(Point-per-instance localization data)
════════

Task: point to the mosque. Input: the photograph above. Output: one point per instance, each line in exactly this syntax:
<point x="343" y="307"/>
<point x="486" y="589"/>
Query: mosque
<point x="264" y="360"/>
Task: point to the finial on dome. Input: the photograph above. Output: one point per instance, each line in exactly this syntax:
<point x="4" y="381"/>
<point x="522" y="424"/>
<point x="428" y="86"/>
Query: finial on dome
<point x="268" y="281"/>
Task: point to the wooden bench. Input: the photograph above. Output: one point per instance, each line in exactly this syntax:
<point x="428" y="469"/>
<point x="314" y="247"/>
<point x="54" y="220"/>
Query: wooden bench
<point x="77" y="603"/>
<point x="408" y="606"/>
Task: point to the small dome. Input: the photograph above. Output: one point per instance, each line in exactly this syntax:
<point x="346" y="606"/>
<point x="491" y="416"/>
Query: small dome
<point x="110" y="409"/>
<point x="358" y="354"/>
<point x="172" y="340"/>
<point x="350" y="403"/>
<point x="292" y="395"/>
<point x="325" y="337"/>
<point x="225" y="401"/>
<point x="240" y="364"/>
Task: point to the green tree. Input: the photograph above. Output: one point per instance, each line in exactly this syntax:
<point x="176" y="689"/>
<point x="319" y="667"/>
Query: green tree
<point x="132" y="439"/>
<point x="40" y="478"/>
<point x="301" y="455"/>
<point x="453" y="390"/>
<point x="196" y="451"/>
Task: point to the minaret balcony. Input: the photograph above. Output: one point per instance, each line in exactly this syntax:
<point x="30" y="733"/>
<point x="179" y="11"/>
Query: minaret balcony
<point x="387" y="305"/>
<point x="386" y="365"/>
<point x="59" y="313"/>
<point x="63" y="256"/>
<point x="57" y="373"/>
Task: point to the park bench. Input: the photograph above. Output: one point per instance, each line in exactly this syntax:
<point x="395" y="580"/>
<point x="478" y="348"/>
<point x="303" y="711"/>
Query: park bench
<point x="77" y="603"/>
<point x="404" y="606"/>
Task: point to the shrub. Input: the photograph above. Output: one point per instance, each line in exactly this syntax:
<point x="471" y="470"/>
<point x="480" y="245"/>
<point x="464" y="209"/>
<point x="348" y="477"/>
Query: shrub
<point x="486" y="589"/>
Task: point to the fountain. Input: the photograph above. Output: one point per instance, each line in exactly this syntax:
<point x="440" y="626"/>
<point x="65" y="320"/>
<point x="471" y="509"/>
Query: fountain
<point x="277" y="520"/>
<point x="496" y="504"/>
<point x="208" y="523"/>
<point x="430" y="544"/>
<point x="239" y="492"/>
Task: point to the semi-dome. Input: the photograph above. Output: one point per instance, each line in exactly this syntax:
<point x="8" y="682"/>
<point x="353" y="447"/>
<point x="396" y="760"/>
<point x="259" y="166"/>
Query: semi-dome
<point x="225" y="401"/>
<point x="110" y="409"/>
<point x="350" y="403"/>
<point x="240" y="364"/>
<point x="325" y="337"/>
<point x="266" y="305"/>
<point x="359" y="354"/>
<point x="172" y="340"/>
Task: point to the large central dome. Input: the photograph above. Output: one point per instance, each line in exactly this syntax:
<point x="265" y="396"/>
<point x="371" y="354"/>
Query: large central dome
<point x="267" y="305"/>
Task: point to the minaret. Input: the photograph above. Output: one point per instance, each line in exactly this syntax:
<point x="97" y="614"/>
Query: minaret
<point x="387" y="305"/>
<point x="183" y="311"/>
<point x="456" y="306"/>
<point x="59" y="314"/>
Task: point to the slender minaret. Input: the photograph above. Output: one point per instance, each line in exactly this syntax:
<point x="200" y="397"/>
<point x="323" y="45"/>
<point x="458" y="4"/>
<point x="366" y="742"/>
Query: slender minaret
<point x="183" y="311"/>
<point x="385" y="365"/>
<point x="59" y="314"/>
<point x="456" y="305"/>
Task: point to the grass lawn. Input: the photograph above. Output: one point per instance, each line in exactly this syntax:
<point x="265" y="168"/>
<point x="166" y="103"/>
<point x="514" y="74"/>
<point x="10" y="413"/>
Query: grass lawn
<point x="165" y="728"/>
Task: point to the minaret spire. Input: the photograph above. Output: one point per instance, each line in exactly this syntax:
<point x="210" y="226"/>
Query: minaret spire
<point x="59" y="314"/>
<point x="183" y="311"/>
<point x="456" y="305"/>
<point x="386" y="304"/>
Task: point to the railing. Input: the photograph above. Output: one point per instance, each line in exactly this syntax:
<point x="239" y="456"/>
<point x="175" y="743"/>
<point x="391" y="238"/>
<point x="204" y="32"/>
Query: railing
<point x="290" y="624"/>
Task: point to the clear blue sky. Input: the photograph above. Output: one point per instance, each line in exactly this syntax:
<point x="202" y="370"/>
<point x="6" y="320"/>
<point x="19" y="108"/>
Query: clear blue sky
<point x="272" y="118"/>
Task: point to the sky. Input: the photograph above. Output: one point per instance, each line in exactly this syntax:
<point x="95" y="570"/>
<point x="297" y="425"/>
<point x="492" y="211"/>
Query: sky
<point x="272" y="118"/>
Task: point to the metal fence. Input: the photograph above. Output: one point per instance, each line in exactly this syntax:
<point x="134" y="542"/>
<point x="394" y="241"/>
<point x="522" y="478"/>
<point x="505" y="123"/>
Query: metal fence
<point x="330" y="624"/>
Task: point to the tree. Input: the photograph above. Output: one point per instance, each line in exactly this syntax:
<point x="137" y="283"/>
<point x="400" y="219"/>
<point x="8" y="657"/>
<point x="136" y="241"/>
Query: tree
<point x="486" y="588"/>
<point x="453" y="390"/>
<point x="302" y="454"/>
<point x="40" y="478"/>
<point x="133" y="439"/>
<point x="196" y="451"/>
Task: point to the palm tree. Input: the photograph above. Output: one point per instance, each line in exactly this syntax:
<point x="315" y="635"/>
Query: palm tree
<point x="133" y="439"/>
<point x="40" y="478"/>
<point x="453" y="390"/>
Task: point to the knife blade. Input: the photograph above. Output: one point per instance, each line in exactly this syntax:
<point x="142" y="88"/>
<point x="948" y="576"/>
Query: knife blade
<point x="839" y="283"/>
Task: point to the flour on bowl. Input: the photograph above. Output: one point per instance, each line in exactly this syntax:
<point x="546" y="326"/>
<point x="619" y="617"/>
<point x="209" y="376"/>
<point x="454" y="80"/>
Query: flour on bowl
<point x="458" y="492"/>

════════

**WORK TO BE COMPLETED:**
All entries are to be repeated exactly and completely.

**RESULT OF THE EXERCISE:**
Task: point to the mosque. Input: the photograph above. Output: one point per instance, each line in exactly this syntax:
<point x="343" y="307"/>
<point x="486" y="589"/>
Query: mosque
<point x="264" y="360"/>
Task: point to the finial on dome. Input: the photograph above. Output: one point per instance, each line in exactly this syntax:
<point x="4" y="381"/>
<point x="522" y="424"/>
<point x="428" y="86"/>
Query: finial on dome
<point x="268" y="281"/>
Task: point to the wooden bench. Input: the photograph above. Output: one point per instance, each line in exactly this syntax:
<point x="428" y="469"/>
<point x="314" y="247"/>
<point x="54" y="220"/>
Query: wooden bench
<point x="77" y="603"/>
<point x="408" y="606"/>
Task: point to the small dome. Input: the photograph above. Output: one point per instance, each line in exactly this syntax:
<point x="346" y="606"/>
<point x="491" y="416"/>
Query: small dome
<point x="110" y="409"/>
<point x="358" y="354"/>
<point x="172" y="340"/>
<point x="350" y="403"/>
<point x="292" y="395"/>
<point x="325" y="337"/>
<point x="225" y="401"/>
<point x="240" y="364"/>
Task: point to the green tree. Input: the photograph above. Output: one point per instance, each line in exactly this syntax:
<point x="176" y="689"/>
<point x="319" y="667"/>
Query: green tree
<point x="132" y="439"/>
<point x="40" y="478"/>
<point x="301" y="455"/>
<point x="453" y="390"/>
<point x="196" y="451"/>
Task: point to the minaret balcony. Input: the photograph above. Output: one point per instance, each line in exactly this syntax:
<point x="30" y="733"/>
<point x="179" y="11"/>
Query: minaret balcony
<point x="387" y="305"/>
<point x="386" y="365"/>
<point x="59" y="313"/>
<point x="63" y="256"/>
<point x="57" y="373"/>
Task: point to the park bench. Input: the photograph above. Output: one point per instance, each line in exactly this syntax:
<point x="395" y="580"/>
<point x="478" y="348"/>
<point x="303" y="711"/>
Query: park bench
<point x="77" y="603"/>
<point x="404" y="606"/>
Task: point to the shrub. Input: the photograph above. Output: one point per instance, each line in exactly this syntax:
<point x="471" y="470"/>
<point x="480" y="245"/>
<point x="464" y="209"/>
<point x="348" y="477"/>
Query: shrub
<point x="486" y="589"/>
Task: point to the fountain. Input: the photograph above. Output: one point per instance, each line in exactly this syntax:
<point x="440" y="626"/>
<point x="65" y="320"/>
<point x="471" y="509"/>
Query: fountain
<point x="277" y="520"/>
<point x="496" y="504"/>
<point x="208" y="523"/>
<point x="430" y="544"/>
<point x="239" y="492"/>
Task: point to the semi-dome. Input: the photograph above. Output: one point per instance, each line in exactly this syntax:
<point x="8" y="682"/>
<point x="353" y="447"/>
<point x="396" y="760"/>
<point x="259" y="166"/>
Query: semi-dome
<point x="225" y="401"/>
<point x="110" y="409"/>
<point x="350" y="403"/>
<point x="240" y="364"/>
<point x="325" y="337"/>
<point x="266" y="305"/>
<point x="359" y="354"/>
<point x="172" y="340"/>
Task: point to the large central dome. Input: the photograph above. Output: one point per instance, each line in exactly this syntax:
<point x="265" y="396"/>
<point x="371" y="354"/>
Query: large central dome
<point x="267" y="305"/>
Task: point to the minaret. Input: the photograph above. Output: one point per instance, each line in exactly this syntax:
<point x="97" y="614"/>
Query: minaret
<point x="387" y="305"/>
<point x="183" y="311"/>
<point x="456" y="306"/>
<point x="59" y="314"/>
Task: point to the slender minaret. Input: the photograph above. Output: one point per instance, each line in exactly this syntax:
<point x="200" y="397"/>
<point x="323" y="45"/>
<point x="458" y="4"/>
<point x="366" y="742"/>
Query: slender minaret
<point x="183" y="311"/>
<point x="385" y="365"/>
<point x="59" y="314"/>
<point x="456" y="305"/>
Task: point to the grass lawn. Input: the photograph above. Output: one point per instance, each line in exactly this syntax:
<point x="265" y="168"/>
<point x="166" y="103"/>
<point x="514" y="74"/>
<point x="10" y="413"/>
Query: grass lawn
<point x="165" y="728"/>
Task: point to the minaret spire. Input: the photograph above. Output: one point per instance, each line in exactly this syntax:
<point x="210" y="226"/>
Query: minaret spire
<point x="59" y="314"/>
<point x="183" y="311"/>
<point x="456" y="305"/>
<point x="386" y="304"/>
Task: point to the railing. Input: the photograph above. Output: one point per instance, each line in exactly this syntax:
<point x="239" y="456"/>
<point x="175" y="743"/>
<point x="391" y="238"/>
<point x="204" y="32"/>
Query: railing
<point x="290" y="624"/>
Task: point to the clear blue sky. Input: the photograph above. Output: one point per instance, each line in exactly this syntax:
<point x="202" y="370"/>
<point x="6" y="320"/>
<point x="19" y="108"/>
Query: clear blue sky
<point x="272" y="118"/>
Task: point to the sky. Input: the photograph above. Output: one point per instance, each line in exactly this syntax:
<point x="95" y="570"/>
<point x="297" y="425"/>
<point x="492" y="211"/>
Query: sky
<point x="272" y="118"/>
Task: point to the metal fence. Input: the photograph above. Output: one point per instance, each line in exactly this syntax:
<point x="134" y="542"/>
<point x="394" y="241"/>
<point x="522" y="478"/>
<point x="505" y="123"/>
Query: metal fence
<point x="330" y="624"/>
Task: point to the tree. Input: the photograph above. Output: one point per instance, each line in exactly this syntax:
<point x="137" y="283"/>
<point x="400" y="219"/>
<point x="8" y="657"/>
<point x="136" y="241"/>
Query: tree
<point x="486" y="588"/>
<point x="453" y="390"/>
<point x="302" y="454"/>
<point x="40" y="478"/>
<point x="133" y="439"/>
<point x="196" y="451"/>
Task: point to the palm tree. Input: the photograph above. Output: one point per instance, each line in exactly this syntax:
<point x="315" y="635"/>
Query: palm tree
<point x="133" y="439"/>
<point x="40" y="478"/>
<point x="453" y="390"/>
Task: point to the knife blade. Input: the photograph above. Output: one point per instance, each line in exactly this syntax:
<point x="142" y="88"/>
<point x="948" y="576"/>
Query: knife blade
<point x="839" y="283"/>
Task: point to the flour on bowl. Input: the photograph above. Output: one point per instance, each line in exactly this syntax:
<point x="546" y="326"/>
<point x="619" y="617"/>
<point x="209" y="376"/>
<point x="454" y="80"/>
Query: flour on bowl
<point x="458" y="492"/>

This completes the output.